TEXTO ORIGINAL
Situada al este peninsular, el sol hace acto de presencia en ella a hora temprana. Es el mejor momento, en época estival, para pasear sin sofocos por su urbanidad y, de paso, encontrarte un fresco de lo que atrae, conjuga y ofrece. A las siete de la mañana en mi camino de ida hacia el agua salada me encuentro individuos, por separado y en pareja, por cuyo bronceado deduzco que son originarios de latitudes nórdicas.
Para cuando llego a la playa de Levante, los más habituales son los que comienzan a tomar posiciones en la arena, los operarios que están poniendo al día las tumbonas y sombrillas que alquilarán en breve, así como los muchos jóvenes, y los no tanto, para los que parece que la noche aún no ha acabado. Aun así, se les ve lozanos, cosas de la edad supongo, ágiles y dispuestos, deduzco que consecuencia de la suma, combinación y adenda de lo espirituoso y lo hormonal.
Tanto el camino de ida como el de vuelta van en contra de una de las presunciones que solemos tener de los lugares de sol y playa. Esta localidad no es plana, las cuestas que hay que subir y bajar en ella son propias de una orografía proveedora de excelentes panorámicas. He ahí la sierra Helada que se prolonga desde aquí hasta Alfaz del Pi, escenario perfecto para introducirse en la práctica del senderismo, de recorridos cortos pero lo suficientemente retadores como para que te sientas un héroe del montañismo premiado con unos amaneceres dorados que ya los quisieran para sí muchos de los que reniegan de este punto del mapa patrio.

OBJETIVO PLANTEADO 1
Extrae todas las líneas del listado y cópialas sin cambiar nada.
El texto y el listado no tienen ninguna relación entre sí.

EL LISTADO
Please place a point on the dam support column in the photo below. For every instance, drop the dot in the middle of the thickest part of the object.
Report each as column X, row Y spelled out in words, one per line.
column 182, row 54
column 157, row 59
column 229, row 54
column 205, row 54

OBJETIVO PLANTEADO 2
Prosigue el texto sobre el paseo matinal por la localidad costera a partir del punto en que se interrumpe.

RESPUESTA ESCRITA 1
Please place a point on the dam support column in the photo below. For every instance, drop the dot in the middle of the thickest part of the object.
Report each as column X, row Y spelled out in words, one per line.
column 182, row 54
column 157, row 59
column 229, row 54
column 205, row 54

RESPUESTA ESCRITA 2
Si no te van los suelos inestables por causa de los guijarros, los arbustos y la maleza, así como el polvo rojizo que pondrá a prueba tu calzado, puedes conformarte con los dos kilómetros de ascenso asfáltico que exige llegar por una continua pendiente hasta la cruz de Benidorm. Rémoras del nacionalcatolicismo que en 1961 estimó que subir semejante símbolo desde el nivel del mar hasta ahí era la manera de redimir a Benidorm de su fama de frívola y, de paso, hermanarla paisajísticamente con Sao Paulo, Lisboa y San Sebastián. Seguro que entonces había quien decía sobre ella algo similar a lo que Oscar Wilde sobre San Francisco, “qué raro, todo desaparecido es supuestamente visto en Benidorm, debe ser una ciudad encantadora y poseer todas las atracciones del otro mundo”.
Como alternativa está el muy bien preparado camino hasta la torre de la punta del Cavall, con el que disfrutar de unas vistas espectaculares tanto del Mare Nostrum como de las paredes ibéricas. Y de paso comprobar, gracias a los restos de esta construcción defensiva del siglo XVI, que Benidorm ya existía antes del turismo, y que en su término municipal se puede disfrutar de calas, como las de la Almadrava o la Tío Ximo, de aguas cristalinas, donde -según los meteorólogos- este año el líquido elemento tiene una temperatura superior, incluso, a la del Caribe.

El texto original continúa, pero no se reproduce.